_ÜBUNGSANFORDERUNGEN_:
[a] Gib den Abschnitt des Artikels zur Präqualifizierungspflicht beginnend bei „Dass die Klage am“ und endend bei „geprüft und kontrolliert.“ erneut wieder und tausche dabei „BMG“ gegen „Bundesgesundheitsministerium“ aus.
[b] Setze den Artikel über die Präqualifizierungspflicht für Apotheken im Anschluss an seinen letzten Satz fort.

BMG pocht auf Aus für Präqualifizierungspflicht |
Cornelia Dölger |
09.09.2024 13:00 Uhr |
Die Präqualifizierungspflicht für Apotheken bei der Hilfsmittelabgabe ist gestrichen – und das bleibt auch so, betonte das BMG. / Foto: Adobe Stock/Lubos Chlubny
Geklagt hatte das Sanitätshaus Stolle. Im April reichte es Klage beim Verfassungsgericht in Karlsruhe ein, weil es sich durch die Neuregelung in seinen Grundrechten verletzt sieht. Mit dem Gesetz war die Präqualifizierungspflicht für Apotheken im vergangenen Sommer abgeschafft worden. Seit Februar dieses Jahres ist sie Geschichte, nachdem sich Kassen- und Apothekerseite die Neuregelung abgesegnet hatten. Für Sanitätshäuser gilt die Pflicht weiterhin.
Auf aktuelle Nachfrage der PZ antwortete ein Sprecher des Unternehmens, dass eine Eingangsbestätigung eingegangen sei, man aber frühestens im kommenden Jahr mit einer weiteren Reaktion aus Karlsruhe rechne. Man sei zuversichtlich, dass die Klage angenommen werde.
Dass die Klage am Ende Erfolg hat und das Lieferengpassgesetz (ALBVVG) wegen fehlender Verfassungskonformität ad acta gelegt wird, befürchtet das BMG demgegenüber nicht. Ausführlich legte eine Sprecherin gegenüber der PZ die Gründe für die Befreiung dar. So werde Apothekenpersonal bereits auf anderen Wegen bezüglich seiner Voraussetzungen für die Hilfsmittelabgabe geprüft und kontrolliert.
Die Ausbildung umfasse auch die Vermittlung von Kenntnissen und Fertigkeiten im Umgang mit Medizinprodukten. »Das Personal in öffentlichen Apotheken besitzt dementsprechend die notwendigen Kenntnisse und Erfahrungen bei der Versorgung von Patientinnen und Patienten im Umgang mit Hilfsmitteln«, so das Resümee.
Das sieht Stolle anders. Als Grund für die Klage gab das Unternehmen unlängst an, für die Versorgungssicherheit müssten ausnahmslos alle beteiligten Leistungserbringer ihre entsprechende Eignung rechtlich nachweisen. »Da dies nun für bestimmte Hilfsmittel bei Apotheken nicht mehr der Fall sein soll, sehen wir eine erhebliche Gefahr für die Versorgungsqualität der Versicherten.«
Die Präqualifizierung müsse für alle Leistungserbringer gleich sein. Dass zwei Leistungserbringer durch die Neuregelung unterschiedliche Marktzugangsvoraussetzungen hätten, berühre insbesondere den sogenannten Gleichheitsgrundsatz aus Art. 3 des Grundgesetzes (GG). »Dieser besagt im Kern, dass es dem Gesetzgeber verwehrt ist, Ungleiches gleich, vor allem aber Gleiches ungleich zu behandeln.« Mit dem Wegfall der Präqualifizierungspflicht für Apotheken sei aber genau dies der Fall.

_ERFASSTE DATEN_:
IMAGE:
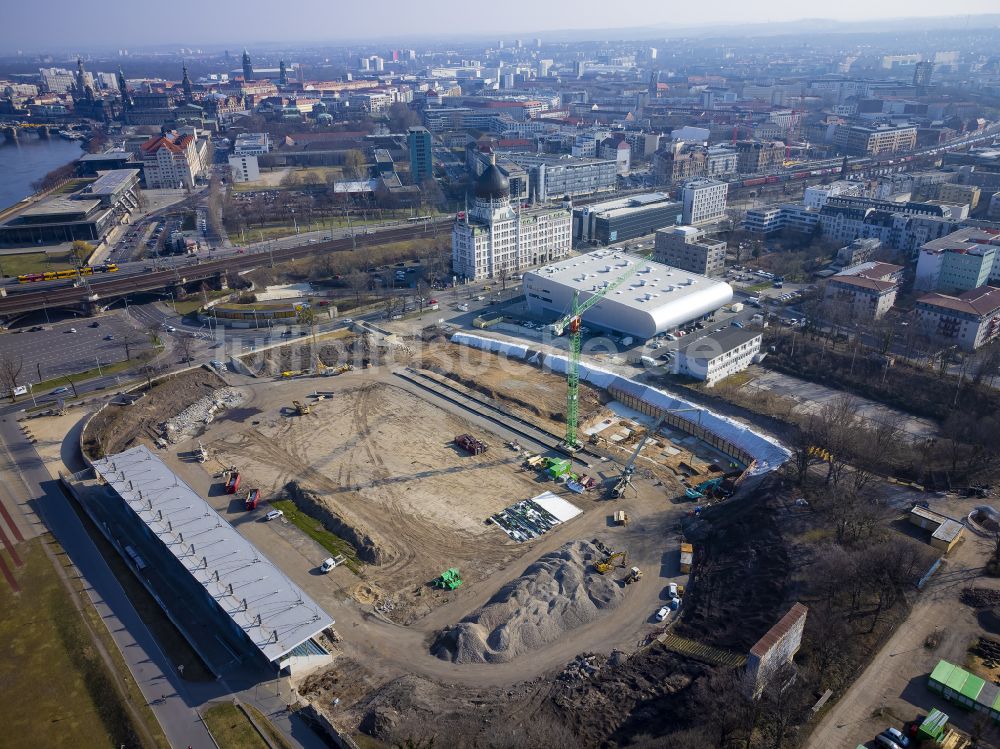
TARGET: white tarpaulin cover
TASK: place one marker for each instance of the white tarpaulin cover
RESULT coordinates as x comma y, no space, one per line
768,452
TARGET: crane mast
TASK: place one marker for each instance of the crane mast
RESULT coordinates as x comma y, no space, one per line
572,323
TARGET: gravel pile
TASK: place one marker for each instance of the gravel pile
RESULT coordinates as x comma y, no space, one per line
189,422
558,593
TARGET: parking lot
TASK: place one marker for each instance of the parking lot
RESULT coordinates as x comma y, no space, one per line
70,346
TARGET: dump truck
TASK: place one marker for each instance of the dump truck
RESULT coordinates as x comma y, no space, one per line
253,497
232,481
470,444
617,559
687,557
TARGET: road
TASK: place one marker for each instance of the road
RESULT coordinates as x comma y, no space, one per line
896,678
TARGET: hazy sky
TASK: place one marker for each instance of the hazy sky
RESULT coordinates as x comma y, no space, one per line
63,24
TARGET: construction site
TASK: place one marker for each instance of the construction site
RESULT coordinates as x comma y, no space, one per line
475,548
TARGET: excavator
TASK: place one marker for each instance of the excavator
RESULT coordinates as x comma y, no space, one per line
618,559
625,480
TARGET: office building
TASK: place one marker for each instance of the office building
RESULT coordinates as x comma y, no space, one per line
89,214
865,291
493,238
421,147
969,320
704,200
715,356
656,299
625,218
552,177
875,140
959,194
244,168
687,248
252,144
171,161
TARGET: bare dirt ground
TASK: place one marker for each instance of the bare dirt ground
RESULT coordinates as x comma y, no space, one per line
118,428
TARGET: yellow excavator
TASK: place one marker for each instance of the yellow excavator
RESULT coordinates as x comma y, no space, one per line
618,559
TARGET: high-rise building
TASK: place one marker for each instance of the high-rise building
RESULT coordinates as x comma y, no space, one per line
922,73
247,66
492,239
421,154
704,200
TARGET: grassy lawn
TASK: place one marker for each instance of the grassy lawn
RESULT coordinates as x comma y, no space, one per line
35,262
57,690
231,728
318,532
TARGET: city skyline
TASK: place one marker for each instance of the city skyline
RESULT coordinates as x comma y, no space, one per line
226,23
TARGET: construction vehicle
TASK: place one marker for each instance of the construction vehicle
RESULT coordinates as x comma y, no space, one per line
253,497
573,322
634,575
618,559
232,477
449,579
625,480
470,444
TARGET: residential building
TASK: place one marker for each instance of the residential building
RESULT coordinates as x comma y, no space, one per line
857,252
959,195
656,299
244,168
252,144
625,218
421,147
704,200
171,161
969,320
874,140
715,356
493,238
867,290
687,248
817,195
948,266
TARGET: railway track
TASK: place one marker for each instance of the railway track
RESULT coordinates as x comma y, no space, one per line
108,289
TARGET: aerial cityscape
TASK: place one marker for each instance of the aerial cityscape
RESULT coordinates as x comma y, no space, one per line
417,377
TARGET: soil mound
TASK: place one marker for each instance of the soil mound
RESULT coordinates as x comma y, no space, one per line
558,593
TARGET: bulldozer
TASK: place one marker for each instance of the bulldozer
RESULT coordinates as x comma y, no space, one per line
618,559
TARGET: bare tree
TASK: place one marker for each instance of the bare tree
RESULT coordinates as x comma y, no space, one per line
10,373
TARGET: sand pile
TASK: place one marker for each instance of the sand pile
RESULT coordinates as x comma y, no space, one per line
559,592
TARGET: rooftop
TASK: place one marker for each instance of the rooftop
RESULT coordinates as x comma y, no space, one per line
652,285
270,609
779,630
978,302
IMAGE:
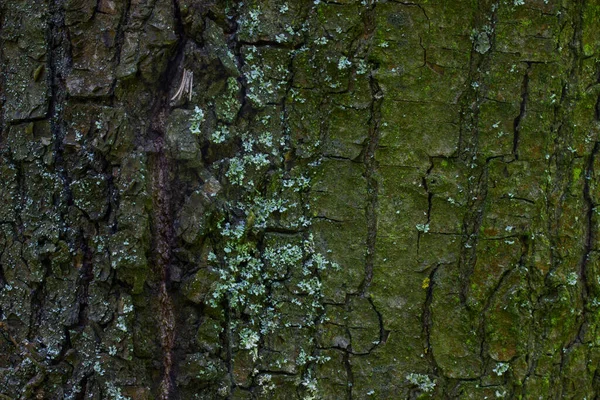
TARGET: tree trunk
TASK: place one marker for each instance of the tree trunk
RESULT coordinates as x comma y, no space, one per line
302,199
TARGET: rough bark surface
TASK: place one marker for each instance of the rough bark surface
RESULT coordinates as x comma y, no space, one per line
299,199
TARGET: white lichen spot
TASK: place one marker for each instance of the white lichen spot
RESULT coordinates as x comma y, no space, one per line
572,279
343,63
196,121
501,368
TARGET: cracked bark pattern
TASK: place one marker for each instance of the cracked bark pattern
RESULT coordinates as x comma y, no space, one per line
452,150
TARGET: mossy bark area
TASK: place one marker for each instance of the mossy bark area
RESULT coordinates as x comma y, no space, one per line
301,199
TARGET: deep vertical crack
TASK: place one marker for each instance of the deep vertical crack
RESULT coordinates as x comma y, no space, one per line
163,191
372,184
518,121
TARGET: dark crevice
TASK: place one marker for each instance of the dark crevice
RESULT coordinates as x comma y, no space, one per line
427,320
518,121
372,183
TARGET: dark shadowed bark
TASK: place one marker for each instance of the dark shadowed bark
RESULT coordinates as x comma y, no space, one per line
299,199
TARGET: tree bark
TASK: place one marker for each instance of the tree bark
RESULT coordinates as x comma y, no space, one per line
299,199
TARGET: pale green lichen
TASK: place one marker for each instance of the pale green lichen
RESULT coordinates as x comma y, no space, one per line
423,382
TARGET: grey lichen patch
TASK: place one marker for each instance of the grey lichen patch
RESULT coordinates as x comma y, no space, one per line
228,104
182,132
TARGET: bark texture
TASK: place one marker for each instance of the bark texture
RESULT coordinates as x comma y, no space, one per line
299,199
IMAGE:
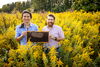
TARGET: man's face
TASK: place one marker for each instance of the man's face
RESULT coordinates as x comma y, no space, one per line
50,21
26,18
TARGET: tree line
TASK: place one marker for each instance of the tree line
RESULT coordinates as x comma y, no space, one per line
52,5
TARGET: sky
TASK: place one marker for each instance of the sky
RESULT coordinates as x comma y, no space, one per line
2,2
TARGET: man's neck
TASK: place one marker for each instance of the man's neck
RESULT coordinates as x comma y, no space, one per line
27,25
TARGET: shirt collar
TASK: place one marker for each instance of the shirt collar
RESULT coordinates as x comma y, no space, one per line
30,24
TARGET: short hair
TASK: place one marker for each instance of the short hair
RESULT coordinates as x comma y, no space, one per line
25,11
51,15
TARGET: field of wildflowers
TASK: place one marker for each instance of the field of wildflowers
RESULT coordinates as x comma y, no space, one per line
81,47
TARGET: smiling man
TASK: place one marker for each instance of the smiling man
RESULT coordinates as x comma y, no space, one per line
56,33
21,30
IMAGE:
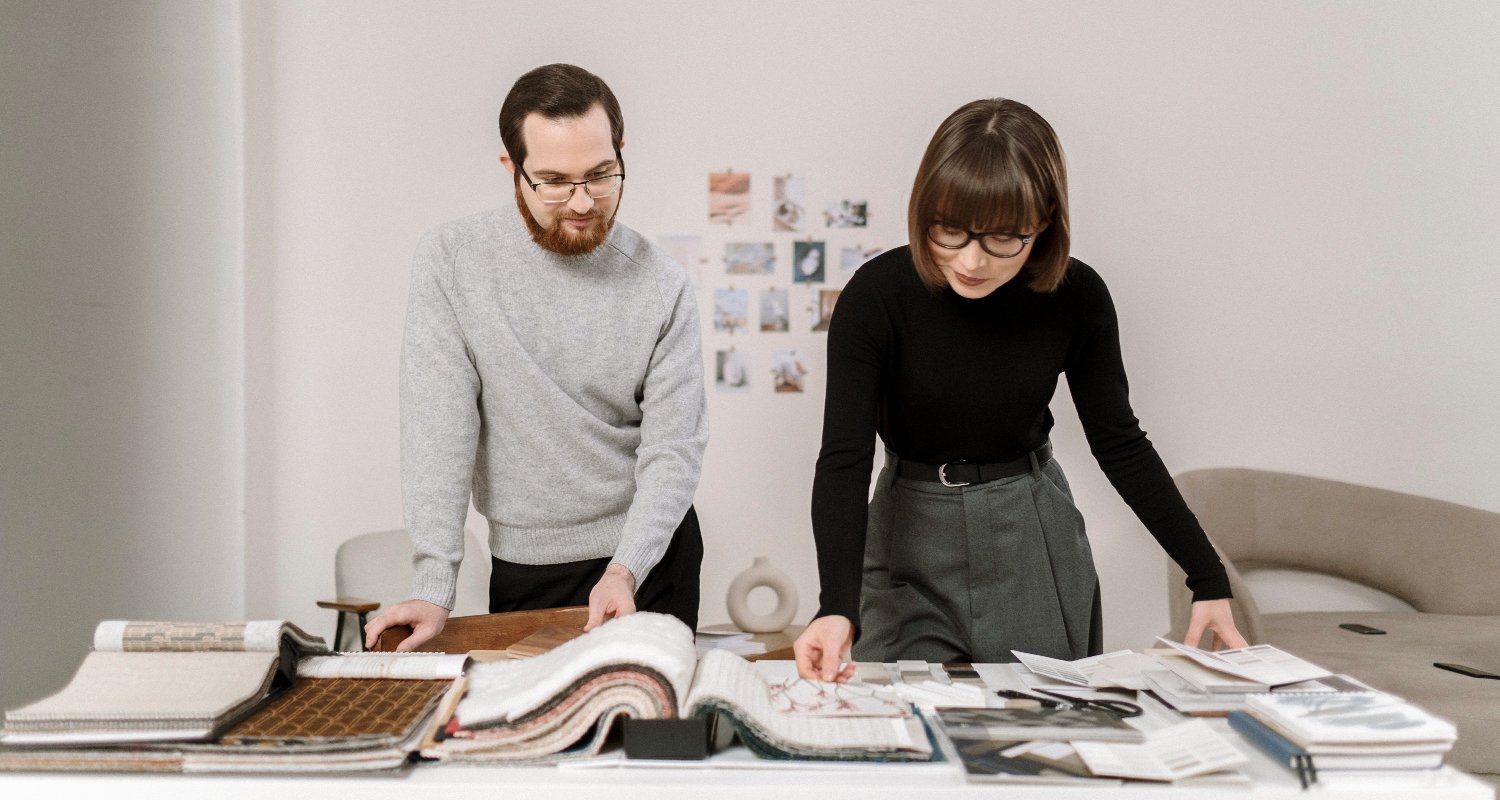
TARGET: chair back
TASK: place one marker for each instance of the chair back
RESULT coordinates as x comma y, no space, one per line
1437,557
377,566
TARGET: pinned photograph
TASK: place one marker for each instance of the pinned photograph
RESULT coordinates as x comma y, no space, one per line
852,258
749,258
827,299
807,261
731,309
789,206
728,197
788,371
776,311
732,371
846,213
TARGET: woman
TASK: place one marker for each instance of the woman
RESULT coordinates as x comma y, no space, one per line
950,350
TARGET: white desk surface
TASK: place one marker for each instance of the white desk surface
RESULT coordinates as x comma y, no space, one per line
735,775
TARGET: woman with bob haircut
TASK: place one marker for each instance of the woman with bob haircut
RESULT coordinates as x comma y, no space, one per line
950,348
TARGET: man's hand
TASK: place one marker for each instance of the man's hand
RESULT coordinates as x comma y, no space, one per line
612,596
822,650
1214,616
426,620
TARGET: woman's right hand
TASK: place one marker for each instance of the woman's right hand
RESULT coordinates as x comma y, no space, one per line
822,650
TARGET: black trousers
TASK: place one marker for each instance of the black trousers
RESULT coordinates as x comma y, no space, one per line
671,587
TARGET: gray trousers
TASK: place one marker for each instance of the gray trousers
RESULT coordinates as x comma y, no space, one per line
974,572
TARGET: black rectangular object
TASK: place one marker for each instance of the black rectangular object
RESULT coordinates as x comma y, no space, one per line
669,739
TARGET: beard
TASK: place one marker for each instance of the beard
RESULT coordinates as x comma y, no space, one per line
561,237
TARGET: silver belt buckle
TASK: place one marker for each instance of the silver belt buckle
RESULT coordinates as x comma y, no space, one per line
942,476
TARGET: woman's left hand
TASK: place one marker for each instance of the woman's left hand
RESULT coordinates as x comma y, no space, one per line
1214,616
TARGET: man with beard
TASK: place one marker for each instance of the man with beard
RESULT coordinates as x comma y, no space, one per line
552,368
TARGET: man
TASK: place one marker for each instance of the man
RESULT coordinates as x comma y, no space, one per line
552,365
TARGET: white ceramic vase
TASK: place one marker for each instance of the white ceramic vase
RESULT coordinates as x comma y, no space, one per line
761,574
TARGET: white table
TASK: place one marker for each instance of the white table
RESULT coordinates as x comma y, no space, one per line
735,775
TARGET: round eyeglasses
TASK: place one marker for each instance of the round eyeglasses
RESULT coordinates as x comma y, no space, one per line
561,191
996,243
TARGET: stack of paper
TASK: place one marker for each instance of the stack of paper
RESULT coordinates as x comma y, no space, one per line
740,644
1356,730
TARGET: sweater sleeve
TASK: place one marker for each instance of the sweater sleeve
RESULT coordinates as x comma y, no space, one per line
674,431
858,336
1101,393
438,427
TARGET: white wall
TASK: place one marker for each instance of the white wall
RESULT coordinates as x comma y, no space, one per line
1292,203
119,326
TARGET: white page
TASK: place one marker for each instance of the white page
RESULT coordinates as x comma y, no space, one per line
1121,668
1262,662
1169,754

_ERGEBNISSE DER AUFGABEN_:
[a]
Dass die Klage am Ende Erfolg hat und das Lieferengpassgesetz (ALBVVG) wegen fehlender Verfassungskonformität ad acta gelegt wird, befürchtet das Bundesgesundheitsministerium demgegenüber nicht. Ausführlich legte eine Sprecherin gegenüber der PZ die Gründe für die Befreiung dar. So werde Apothekenpersonal bereits auf anderen Wegen bezüglich seiner Voraussetzungen für die Hilfsmittelabgabe geprüft und kontrolliert.

[b]
Das BMG argumentiert dagegen, dass im Fall der Apotheken das Ziel der Präqualifizierung verfehlt werde: das der Entbürokratisierung. Ziel der Maßnahme sei grundsätzlich, dass die Krankenkassen nicht vor jedem einzelnen Vertragsabschluss prüfen müssten, ob ein Leistungserbringer die Voraussetzungen für die Herstellung, Abgabe und Anpassung von Hilfsmitteln erfülle. Insofern trage die Maßnahme grundsätzlich »erheblich zur Vermeidung übermäßigen bürokratischen Aufwands bei«.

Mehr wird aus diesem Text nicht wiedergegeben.